Start of Record extracts

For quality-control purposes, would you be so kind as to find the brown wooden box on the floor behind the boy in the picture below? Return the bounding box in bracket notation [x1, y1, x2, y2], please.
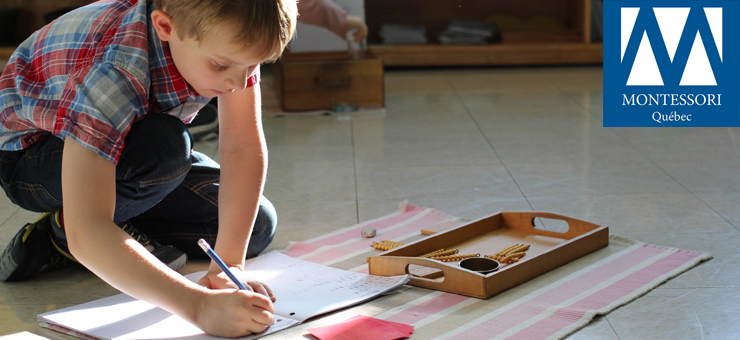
[273, 51, 385, 111]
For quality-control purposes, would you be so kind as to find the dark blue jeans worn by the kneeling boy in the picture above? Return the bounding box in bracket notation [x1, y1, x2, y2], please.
[0, 113, 277, 259]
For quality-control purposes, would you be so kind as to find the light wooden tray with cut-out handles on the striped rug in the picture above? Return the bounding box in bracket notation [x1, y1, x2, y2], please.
[369, 212, 609, 299]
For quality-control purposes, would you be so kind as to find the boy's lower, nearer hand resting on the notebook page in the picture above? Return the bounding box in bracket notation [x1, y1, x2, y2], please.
[196, 289, 275, 338]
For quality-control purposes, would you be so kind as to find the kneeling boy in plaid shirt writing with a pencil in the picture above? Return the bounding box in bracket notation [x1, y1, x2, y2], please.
[0, 0, 296, 337]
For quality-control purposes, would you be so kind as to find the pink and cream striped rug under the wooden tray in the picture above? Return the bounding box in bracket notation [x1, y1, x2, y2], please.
[263, 204, 711, 339]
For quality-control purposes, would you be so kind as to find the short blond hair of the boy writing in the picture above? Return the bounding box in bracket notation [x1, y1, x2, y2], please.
[154, 0, 298, 60]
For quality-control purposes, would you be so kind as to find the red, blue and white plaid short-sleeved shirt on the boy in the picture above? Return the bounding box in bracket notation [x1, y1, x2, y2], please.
[0, 0, 259, 164]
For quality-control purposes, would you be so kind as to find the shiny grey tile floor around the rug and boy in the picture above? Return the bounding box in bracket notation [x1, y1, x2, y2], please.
[0, 66, 740, 339]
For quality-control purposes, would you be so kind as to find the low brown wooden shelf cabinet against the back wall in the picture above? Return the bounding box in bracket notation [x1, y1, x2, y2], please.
[365, 0, 603, 66]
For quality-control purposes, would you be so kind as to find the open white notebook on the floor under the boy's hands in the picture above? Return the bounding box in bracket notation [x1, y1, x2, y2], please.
[38, 251, 408, 340]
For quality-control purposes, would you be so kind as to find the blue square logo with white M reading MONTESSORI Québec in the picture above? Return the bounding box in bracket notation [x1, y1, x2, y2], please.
[604, 0, 740, 127]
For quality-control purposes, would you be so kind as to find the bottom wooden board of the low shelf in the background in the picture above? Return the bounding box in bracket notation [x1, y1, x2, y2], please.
[369, 43, 603, 66]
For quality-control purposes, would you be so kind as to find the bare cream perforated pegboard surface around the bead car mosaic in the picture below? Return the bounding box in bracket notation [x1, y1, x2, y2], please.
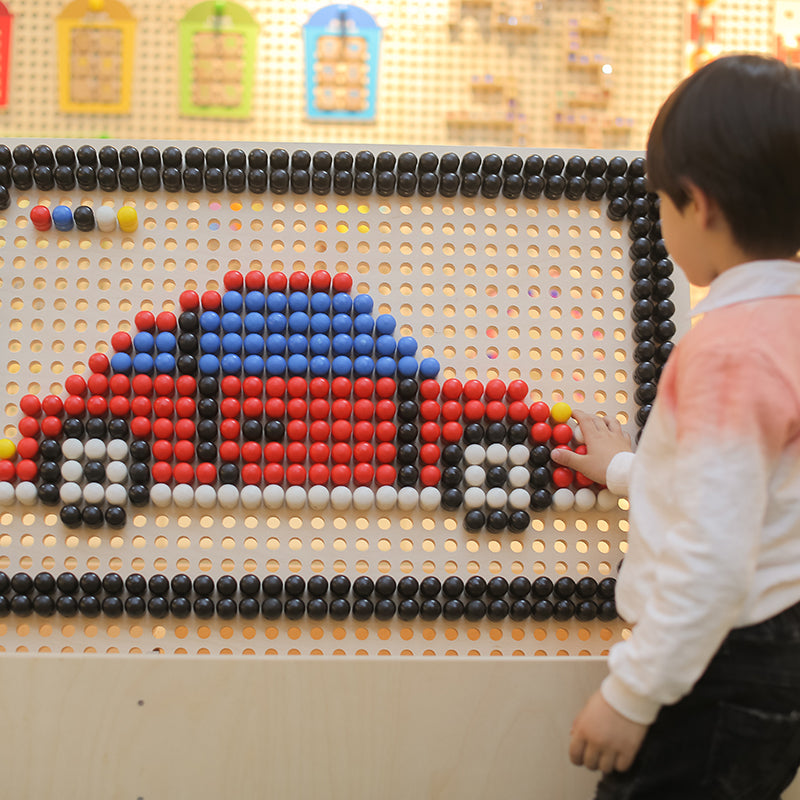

End of Record extracts

About this task.
Go through the records above and write out every line exactly, passing over the pictures.

Answer to this problem.
For quality-control purposes, would you be so kind as to find the brown wooden box on the floor behind the boy in the picture below? Return the bounding box in bracket notation [x1, y1, x2, y2], please.
[273, 51, 385, 111]
For quality-control purposes, would you be so kind as to find the dark blue jeans worn by the kneeling boy in the picture above? Return the bounding box in bracket notation [x1, y1, x2, y2], please.
[0, 113, 277, 259]
For quality-control purposes, would you be so kind as to find the light wooden tray with cut-out handles on the striped rug in the picture above? Return the bounding box in bracket notation [x1, y1, x2, y2], please.
[369, 212, 609, 299]
For quality-control purposes, would you be so kind as to find the boy's lower, nearer hand resting on the notebook page in the picture above? Return the bounding box in bracket notation [x1, y1, x2, y2], please.
[196, 289, 275, 338]
For quality-control purposes, would you be so kind as to find the kneeling boy in plaid shirt writing with a pencil in the picture above? Return the bounding box in bracket notation [x1, y1, x2, y2], please.
[0, 0, 296, 337]
For quality-control purposes, would you be so kind as to find the pink and cream striped rug under the wooden tray in the picture above? Return the bounding box in bracket notation [x1, y1, x2, y2], please.
[263, 204, 711, 339]
For quality-control purposes, would you be so kind as to find the short blond hair of the boy writing in the picture above? Return the bounding box in bracket notation [x1, y1, x2, y2], please.
[154, 0, 298, 60]
For quality-control purposes, would you be so kind as to find the red, blue and white plaid short-sleeved shirt on the boy in the picture above? Return the bounding box in bracket notation [x1, y1, x2, y2], please.
[0, 0, 259, 164]
For quality-control purposes, would you be so kind as to find the shiny grey tile floor around the rug and boy in the picture above? Return the bounding box in bracket notation [x1, y1, x2, y2], please.
[0, 66, 740, 339]
For quality-control purposes, would you be so kind as to find the low brown wooden shelf cabinet against the back wall in the picture above? Return the bounding box in bracket notation [x1, y1, x2, y2], please.
[365, 0, 603, 66]
For quality-control purposes, would you be so kind as to find the open white notebook on the floor under the boy's hands in the picture above? Return the bounding box in bracket notation [x1, y1, x2, y2], please.
[38, 251, 408, 340]
For quality-control purposes, would you be so kind as to find the blue square logo with white M reading MONTESSORI Québec in the picture above? Return the bounding box in bracket notation [x1, y1, x2, y2], please.
[604, 0, 740, 127]
For quality-control purposes, would you be so kind as to find the bottom wooden board of the low shelf in the background in the picture above? Return the bounding box in bracket notation [x1, y1, x2, y2], please.
[369, 43, 603, 66]
For quality-control purposes, would you be so kind as to find the bare cream perforated pegboard surface around the bead car mosaic in the picture below? Return the bounding box in bracket notation [x1, y1, x2, y2], please.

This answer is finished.